- Study questions:
**a.** In the mesh setup notes, which group should the reusable setup key auto-assign peers to?
**b.** Continue the mesh setup notes from the point where they end.

- Selected text:
************
Task 5: Operator handoff — first-boot admin + setup key (GATED, operator does this)

Nothing here is automatable — the agent cannot create a dashboard admin or mint a key.

  • Step 1 (operator): browse https://netbird.askari.wingu.me, complete the one-time /setup to create the admin user, log in.
  • Step 2 (operator): create a reusable setup key, scoped to auto-assign peers to a boma-hosts group, with an expiry. Copy the key value.
  • Step 3 (operator): make edit-vault → replace vault.netbird.setup_key's CHANGEME with the real key → :wq (re-encrypts) → make check-vault shows no outstanding CHANGEME. The key never enters the chat.
  • Step 4: no repo commit beyond the (already-encrypted) vault, which is unchanged on disk structure.

Task 6: Enrol ubongo + askari (GATED, live — needs Task 5 done + rbw unlocked)

  • Step 1: make check PLAYBOOK=site LIMIT=askari TAGS=mesh — review (askari is ansible-user managed; cleaner first target than the control node). Then make deploy PLAYBOOK=site LIMIT=askari TAGS=mesh.
************
- Dataset content:
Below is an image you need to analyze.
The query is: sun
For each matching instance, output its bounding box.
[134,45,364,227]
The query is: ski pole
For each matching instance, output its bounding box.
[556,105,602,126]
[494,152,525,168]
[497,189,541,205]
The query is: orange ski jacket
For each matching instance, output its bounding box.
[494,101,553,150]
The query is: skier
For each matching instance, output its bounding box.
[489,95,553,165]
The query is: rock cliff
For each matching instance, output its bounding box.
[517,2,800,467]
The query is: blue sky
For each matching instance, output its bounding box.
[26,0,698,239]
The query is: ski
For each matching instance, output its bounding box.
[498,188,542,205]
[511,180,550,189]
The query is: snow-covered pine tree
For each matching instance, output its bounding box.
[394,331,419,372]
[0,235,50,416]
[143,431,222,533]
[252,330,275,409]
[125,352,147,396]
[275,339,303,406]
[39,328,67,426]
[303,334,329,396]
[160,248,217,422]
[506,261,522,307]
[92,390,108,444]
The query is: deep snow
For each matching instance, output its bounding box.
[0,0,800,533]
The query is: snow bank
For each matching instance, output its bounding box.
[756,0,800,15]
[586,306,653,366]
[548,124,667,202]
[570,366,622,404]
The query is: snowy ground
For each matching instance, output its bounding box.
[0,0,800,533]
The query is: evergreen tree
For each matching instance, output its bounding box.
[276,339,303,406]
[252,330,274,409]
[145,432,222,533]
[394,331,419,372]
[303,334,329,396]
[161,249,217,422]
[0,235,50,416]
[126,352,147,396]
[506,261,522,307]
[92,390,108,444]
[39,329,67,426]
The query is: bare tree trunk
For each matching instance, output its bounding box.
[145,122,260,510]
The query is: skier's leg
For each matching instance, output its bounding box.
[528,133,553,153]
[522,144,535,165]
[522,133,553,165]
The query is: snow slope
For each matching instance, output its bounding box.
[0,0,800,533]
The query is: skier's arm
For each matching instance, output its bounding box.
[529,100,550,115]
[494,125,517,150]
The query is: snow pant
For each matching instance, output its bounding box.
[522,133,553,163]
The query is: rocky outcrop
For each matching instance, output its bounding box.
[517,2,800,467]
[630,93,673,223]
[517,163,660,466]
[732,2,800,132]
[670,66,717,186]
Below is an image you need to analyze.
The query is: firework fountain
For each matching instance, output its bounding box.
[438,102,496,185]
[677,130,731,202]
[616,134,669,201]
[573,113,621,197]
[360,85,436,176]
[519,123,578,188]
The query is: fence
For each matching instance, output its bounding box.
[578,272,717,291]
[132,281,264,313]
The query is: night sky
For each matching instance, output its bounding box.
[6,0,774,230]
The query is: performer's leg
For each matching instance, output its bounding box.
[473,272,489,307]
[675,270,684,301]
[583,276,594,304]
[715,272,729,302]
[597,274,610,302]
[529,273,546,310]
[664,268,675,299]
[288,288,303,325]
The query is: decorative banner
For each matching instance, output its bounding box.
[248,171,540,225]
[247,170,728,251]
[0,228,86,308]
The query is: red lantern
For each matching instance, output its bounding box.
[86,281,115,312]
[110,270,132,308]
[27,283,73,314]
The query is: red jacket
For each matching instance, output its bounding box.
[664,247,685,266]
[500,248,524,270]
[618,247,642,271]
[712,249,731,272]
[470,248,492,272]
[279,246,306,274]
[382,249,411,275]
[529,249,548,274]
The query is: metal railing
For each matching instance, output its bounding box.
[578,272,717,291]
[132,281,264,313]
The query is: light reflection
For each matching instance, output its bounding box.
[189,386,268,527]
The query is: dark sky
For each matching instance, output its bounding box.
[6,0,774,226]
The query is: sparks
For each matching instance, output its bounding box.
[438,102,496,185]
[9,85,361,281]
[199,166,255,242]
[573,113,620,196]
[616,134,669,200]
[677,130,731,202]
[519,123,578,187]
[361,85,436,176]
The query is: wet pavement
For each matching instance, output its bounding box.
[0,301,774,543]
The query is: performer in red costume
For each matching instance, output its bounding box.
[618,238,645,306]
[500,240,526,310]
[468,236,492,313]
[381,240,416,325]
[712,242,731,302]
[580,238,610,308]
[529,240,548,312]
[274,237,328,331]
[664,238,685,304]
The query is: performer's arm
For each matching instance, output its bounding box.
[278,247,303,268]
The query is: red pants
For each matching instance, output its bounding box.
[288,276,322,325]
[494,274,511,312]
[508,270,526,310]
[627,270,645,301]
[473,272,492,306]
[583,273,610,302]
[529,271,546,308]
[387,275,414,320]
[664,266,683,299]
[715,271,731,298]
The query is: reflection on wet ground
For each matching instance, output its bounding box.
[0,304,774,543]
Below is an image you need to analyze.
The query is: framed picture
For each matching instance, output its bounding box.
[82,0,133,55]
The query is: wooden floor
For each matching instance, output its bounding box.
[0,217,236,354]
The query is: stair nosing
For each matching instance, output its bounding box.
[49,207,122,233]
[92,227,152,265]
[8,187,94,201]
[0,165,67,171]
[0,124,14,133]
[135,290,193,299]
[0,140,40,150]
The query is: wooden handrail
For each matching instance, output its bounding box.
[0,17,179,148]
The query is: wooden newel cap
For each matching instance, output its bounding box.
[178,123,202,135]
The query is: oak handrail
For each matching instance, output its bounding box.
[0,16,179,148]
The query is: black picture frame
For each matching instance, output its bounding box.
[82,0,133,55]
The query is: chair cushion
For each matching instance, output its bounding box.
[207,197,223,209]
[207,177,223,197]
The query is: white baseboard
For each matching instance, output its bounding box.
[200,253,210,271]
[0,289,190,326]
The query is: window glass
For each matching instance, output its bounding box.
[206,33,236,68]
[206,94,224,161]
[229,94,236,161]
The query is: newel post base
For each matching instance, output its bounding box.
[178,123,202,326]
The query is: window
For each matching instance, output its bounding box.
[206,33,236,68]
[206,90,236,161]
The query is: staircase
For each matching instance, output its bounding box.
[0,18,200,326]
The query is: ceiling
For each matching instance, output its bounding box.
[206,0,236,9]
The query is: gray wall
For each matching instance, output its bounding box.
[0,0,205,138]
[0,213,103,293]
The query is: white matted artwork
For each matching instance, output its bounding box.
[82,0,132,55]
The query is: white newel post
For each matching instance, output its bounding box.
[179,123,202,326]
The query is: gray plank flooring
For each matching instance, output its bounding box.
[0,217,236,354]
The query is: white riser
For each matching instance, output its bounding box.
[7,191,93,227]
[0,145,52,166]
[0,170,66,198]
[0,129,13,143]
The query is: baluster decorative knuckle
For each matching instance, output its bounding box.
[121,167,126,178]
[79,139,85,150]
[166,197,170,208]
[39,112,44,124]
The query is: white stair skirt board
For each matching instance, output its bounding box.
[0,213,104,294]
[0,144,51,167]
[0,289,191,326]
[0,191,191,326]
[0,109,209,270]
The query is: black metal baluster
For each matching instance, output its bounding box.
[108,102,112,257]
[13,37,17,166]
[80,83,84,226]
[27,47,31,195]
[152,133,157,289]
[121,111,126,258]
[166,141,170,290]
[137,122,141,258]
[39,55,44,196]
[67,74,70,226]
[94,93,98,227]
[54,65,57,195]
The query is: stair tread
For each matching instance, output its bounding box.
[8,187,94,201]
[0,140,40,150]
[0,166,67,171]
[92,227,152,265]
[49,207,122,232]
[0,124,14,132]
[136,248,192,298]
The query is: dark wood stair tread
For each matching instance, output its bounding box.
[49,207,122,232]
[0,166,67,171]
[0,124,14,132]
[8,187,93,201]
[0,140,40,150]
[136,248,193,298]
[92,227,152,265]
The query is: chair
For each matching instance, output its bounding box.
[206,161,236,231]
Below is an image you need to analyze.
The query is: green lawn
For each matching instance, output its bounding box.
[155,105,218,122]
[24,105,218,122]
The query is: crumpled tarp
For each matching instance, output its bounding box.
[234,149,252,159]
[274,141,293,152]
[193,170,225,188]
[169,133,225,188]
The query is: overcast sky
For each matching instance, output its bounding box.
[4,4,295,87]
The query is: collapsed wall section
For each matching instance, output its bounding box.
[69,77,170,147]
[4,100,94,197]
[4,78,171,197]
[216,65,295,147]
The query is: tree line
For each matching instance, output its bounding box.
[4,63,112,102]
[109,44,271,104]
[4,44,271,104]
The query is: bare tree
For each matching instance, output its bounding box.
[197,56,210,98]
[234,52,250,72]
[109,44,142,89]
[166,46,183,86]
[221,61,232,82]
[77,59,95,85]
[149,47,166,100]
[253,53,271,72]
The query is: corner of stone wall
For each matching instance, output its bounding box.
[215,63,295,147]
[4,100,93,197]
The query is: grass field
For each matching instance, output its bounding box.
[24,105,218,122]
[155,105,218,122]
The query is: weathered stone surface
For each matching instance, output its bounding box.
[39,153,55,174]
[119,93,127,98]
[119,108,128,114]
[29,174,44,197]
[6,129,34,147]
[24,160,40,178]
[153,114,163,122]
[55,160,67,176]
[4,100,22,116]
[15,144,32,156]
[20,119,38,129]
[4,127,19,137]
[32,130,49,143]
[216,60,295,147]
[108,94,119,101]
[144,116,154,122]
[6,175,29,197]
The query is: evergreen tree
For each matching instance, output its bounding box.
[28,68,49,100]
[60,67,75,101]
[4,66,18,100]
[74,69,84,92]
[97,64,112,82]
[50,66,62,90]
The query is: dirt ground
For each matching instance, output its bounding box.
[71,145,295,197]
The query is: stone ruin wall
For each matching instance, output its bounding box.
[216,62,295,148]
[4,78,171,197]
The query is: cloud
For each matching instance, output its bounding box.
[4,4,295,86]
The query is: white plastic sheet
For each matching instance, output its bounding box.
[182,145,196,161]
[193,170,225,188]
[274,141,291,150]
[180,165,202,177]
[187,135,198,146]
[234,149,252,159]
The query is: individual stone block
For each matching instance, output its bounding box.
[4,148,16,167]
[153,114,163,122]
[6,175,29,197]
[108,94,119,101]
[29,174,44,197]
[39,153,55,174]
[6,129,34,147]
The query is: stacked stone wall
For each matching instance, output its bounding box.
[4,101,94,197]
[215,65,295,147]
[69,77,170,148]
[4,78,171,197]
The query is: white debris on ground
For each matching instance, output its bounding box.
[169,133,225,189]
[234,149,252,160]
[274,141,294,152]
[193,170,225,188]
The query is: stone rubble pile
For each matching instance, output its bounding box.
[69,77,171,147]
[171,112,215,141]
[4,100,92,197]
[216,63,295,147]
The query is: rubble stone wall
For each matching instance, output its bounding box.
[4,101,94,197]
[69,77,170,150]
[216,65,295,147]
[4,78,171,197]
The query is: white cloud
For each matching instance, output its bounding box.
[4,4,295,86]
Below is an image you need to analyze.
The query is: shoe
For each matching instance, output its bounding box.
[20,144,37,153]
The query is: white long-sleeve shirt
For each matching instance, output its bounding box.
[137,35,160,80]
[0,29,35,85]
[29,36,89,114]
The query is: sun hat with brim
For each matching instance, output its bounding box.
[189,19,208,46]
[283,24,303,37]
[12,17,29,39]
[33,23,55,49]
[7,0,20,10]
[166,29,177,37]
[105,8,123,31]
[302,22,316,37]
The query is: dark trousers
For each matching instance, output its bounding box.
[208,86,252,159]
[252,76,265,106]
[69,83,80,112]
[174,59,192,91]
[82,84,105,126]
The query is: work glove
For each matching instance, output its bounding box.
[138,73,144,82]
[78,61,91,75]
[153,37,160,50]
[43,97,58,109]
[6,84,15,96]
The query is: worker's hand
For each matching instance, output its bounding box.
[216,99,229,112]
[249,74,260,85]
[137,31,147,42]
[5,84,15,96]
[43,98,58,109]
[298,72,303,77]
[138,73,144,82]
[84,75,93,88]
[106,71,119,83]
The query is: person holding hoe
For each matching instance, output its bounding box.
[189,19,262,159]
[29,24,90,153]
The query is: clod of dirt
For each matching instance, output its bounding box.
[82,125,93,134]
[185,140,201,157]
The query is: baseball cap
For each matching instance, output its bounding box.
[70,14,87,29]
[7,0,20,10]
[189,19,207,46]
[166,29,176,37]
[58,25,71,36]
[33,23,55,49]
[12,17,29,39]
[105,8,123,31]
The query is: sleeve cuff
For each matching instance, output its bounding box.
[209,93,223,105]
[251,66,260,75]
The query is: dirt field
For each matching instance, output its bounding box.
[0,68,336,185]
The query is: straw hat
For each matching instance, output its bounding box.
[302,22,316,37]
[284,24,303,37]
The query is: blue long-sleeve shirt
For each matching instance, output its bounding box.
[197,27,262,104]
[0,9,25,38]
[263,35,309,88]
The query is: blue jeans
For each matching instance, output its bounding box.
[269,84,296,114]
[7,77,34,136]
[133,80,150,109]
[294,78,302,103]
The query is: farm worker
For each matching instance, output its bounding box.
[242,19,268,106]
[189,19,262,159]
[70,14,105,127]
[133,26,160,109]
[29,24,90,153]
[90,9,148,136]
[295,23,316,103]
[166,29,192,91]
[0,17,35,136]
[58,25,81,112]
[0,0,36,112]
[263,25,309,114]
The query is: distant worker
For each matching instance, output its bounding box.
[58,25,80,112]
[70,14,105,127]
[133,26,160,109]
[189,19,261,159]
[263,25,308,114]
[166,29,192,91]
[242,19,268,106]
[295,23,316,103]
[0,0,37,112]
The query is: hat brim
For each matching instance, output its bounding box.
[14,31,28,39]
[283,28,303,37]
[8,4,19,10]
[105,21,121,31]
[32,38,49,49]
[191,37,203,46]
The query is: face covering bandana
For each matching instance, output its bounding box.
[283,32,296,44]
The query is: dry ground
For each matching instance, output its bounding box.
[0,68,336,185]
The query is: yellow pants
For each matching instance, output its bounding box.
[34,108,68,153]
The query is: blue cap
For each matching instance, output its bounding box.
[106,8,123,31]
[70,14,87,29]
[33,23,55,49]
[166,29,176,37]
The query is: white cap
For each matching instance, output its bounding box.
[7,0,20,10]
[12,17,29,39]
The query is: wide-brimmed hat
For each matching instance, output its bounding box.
************
- Answers to the exercises:
**a.** The boma-hosts group.

**b.**
  • Step 2: verify on askari: netbird status shows Management: Connected; ip link show wt0 exists. (Agent coexists with the coordinator container; it reaches the coordinator via the public URL.)
  • Step 3: make check PLAYBOOK=site LIMIT=ubongo TAGS=mesh — review. Note: ubongo is managed as sjat with become: true (same path dev_env used via playbooks/workstation.yml); confirm sjat sudo works (the run will prompt/fail clearly if a become password is needed). Then make deploy PLAYBOOK=site LIMIT=ubongo TAGS=mesh.
  • Step 4: verify the mesh link from ubongo: netbird status shows ubongo connected and lists askari as a peer; ping askari's NetBird (100.x) address. If the pinned NetBird is NOT allow-by-default (Task 1, Step 1), add one minimal dashboard policy permitting the admin group → ubongo SSH (or temporarily the default policy) so Task 7 can connect.
  • Step 5: no repo commit (host state).

Task 7: Enrol the road-warrior clients → goal lands (operator)

  • Step 1 (operator): install the NetBird client on mamba + the work laptop; log in via the dashboard (Dex SSO) so they join the mesh.
  • Step 2 (operator): from a laptop (anywhere), ssh sjat@<ubongo-netbird-ip> (or the mesh hostname) — connection succeeds. ← the mobile-access goal lands here.
  • Step 3: confirm with the operator that remote access works end-to-end.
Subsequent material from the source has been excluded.